#### [WORK TASK]
Across the records below, how many lines contain the string "large"? Give the number by itself.

#### [DATA EXTRACT]
※

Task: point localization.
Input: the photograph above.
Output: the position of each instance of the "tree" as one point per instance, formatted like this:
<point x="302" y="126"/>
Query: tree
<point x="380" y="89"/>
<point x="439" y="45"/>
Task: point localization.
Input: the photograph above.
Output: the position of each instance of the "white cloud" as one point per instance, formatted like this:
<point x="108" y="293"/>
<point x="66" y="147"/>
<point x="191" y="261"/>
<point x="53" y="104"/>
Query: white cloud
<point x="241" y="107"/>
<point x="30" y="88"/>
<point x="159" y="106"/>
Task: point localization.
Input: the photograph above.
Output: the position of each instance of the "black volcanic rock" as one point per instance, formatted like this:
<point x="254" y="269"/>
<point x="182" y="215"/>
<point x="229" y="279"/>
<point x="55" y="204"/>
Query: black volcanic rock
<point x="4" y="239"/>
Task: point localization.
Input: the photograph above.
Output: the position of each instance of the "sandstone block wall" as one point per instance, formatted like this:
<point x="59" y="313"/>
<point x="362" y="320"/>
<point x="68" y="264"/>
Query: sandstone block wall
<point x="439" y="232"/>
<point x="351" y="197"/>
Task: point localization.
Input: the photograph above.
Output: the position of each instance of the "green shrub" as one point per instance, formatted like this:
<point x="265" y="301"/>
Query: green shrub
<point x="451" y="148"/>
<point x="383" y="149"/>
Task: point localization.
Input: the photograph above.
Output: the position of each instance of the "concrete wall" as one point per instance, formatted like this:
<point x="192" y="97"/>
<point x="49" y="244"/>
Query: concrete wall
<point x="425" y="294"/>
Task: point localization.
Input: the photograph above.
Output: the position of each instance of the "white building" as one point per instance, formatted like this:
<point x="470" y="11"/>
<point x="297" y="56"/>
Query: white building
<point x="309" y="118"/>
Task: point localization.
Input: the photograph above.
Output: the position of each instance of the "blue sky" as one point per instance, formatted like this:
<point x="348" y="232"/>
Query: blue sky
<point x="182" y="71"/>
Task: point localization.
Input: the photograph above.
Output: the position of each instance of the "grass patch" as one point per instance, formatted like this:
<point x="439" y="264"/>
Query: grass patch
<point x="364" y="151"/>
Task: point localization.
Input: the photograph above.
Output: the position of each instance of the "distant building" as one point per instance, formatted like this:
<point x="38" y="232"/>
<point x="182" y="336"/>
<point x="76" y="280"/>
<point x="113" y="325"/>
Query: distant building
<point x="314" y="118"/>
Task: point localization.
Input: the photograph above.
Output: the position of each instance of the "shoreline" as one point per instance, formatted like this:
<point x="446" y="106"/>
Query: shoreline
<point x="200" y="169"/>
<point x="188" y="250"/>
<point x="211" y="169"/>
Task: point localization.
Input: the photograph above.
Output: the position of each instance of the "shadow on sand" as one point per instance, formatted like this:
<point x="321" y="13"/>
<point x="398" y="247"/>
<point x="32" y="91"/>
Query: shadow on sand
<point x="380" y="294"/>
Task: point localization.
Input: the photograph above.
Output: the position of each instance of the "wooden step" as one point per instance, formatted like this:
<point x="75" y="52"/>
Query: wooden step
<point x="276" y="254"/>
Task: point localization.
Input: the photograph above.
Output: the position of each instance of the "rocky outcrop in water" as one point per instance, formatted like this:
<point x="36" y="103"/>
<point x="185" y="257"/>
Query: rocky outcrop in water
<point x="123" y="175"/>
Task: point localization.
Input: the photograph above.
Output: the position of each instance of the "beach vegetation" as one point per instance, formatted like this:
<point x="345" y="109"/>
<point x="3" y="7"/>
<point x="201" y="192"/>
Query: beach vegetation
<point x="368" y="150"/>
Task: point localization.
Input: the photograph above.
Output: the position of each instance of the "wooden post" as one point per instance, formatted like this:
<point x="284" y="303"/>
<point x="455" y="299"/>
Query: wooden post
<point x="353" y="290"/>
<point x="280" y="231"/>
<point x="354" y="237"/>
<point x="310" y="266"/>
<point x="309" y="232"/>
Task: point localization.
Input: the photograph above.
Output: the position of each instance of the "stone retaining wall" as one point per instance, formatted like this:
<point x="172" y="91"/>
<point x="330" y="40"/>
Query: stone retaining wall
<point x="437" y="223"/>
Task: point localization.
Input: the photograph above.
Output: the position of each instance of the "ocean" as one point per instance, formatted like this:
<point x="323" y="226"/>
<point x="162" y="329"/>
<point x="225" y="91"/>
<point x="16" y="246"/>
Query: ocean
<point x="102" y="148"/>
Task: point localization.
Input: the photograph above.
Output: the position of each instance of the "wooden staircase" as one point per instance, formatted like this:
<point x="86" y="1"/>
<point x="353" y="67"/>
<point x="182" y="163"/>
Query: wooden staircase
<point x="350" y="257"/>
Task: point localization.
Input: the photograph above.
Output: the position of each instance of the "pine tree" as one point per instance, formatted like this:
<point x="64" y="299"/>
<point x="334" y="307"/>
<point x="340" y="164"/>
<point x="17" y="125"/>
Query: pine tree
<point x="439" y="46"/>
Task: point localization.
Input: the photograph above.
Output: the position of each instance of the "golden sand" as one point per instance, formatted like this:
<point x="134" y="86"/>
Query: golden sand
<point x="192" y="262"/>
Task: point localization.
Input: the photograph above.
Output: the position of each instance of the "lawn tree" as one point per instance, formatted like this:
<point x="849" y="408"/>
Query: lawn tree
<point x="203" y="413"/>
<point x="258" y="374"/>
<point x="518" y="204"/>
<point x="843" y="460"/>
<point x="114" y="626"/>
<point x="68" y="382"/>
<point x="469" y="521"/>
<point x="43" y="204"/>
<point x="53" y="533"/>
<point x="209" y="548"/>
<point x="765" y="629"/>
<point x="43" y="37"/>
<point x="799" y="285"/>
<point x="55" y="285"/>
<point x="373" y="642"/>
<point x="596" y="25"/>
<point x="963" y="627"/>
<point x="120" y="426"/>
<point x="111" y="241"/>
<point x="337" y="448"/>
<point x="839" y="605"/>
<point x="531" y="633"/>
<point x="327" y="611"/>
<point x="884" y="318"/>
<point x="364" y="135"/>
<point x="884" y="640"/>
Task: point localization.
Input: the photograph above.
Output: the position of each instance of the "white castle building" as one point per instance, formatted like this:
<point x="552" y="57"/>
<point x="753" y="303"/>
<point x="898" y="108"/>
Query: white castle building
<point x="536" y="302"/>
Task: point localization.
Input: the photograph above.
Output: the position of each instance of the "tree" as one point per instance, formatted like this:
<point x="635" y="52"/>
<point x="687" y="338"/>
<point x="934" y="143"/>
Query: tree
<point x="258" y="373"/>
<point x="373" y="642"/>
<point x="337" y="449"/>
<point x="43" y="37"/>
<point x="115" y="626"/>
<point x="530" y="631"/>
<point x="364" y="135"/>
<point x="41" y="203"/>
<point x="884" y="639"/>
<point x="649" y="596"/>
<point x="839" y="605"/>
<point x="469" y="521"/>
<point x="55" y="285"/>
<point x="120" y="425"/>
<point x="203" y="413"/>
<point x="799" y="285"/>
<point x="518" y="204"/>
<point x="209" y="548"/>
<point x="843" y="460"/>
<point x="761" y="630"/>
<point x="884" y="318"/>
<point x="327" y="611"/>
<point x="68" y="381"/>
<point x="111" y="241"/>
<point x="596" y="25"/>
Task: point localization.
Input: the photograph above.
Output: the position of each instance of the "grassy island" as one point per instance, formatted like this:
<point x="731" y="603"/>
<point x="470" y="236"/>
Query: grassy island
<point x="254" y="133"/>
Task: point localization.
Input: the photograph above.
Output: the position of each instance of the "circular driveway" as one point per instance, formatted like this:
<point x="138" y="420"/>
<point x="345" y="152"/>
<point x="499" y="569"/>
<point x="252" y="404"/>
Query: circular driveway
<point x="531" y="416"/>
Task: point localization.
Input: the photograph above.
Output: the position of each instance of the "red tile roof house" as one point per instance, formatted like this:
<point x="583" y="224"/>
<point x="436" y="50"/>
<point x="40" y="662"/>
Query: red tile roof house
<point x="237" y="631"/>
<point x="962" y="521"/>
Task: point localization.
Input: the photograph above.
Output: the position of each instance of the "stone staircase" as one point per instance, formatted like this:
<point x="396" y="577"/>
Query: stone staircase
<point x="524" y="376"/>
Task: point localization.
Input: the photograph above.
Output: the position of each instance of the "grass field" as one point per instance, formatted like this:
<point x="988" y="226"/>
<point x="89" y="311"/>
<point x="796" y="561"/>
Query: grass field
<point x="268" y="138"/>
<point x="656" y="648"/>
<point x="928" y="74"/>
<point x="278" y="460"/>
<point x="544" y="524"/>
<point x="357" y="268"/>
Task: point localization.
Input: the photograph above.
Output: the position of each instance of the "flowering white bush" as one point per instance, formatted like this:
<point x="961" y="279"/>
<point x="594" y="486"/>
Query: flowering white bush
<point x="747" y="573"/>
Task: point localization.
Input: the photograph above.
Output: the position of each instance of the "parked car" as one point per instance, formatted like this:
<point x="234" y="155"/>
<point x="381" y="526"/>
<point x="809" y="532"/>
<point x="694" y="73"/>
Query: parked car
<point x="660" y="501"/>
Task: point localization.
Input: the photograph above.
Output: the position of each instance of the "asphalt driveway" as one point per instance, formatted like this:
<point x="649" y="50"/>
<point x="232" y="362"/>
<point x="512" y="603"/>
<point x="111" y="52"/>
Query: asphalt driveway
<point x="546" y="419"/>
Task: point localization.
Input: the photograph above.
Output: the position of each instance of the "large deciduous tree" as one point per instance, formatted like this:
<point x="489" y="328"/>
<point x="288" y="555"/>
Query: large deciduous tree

※

#### [RESULT OF THIS EXERCISE]
2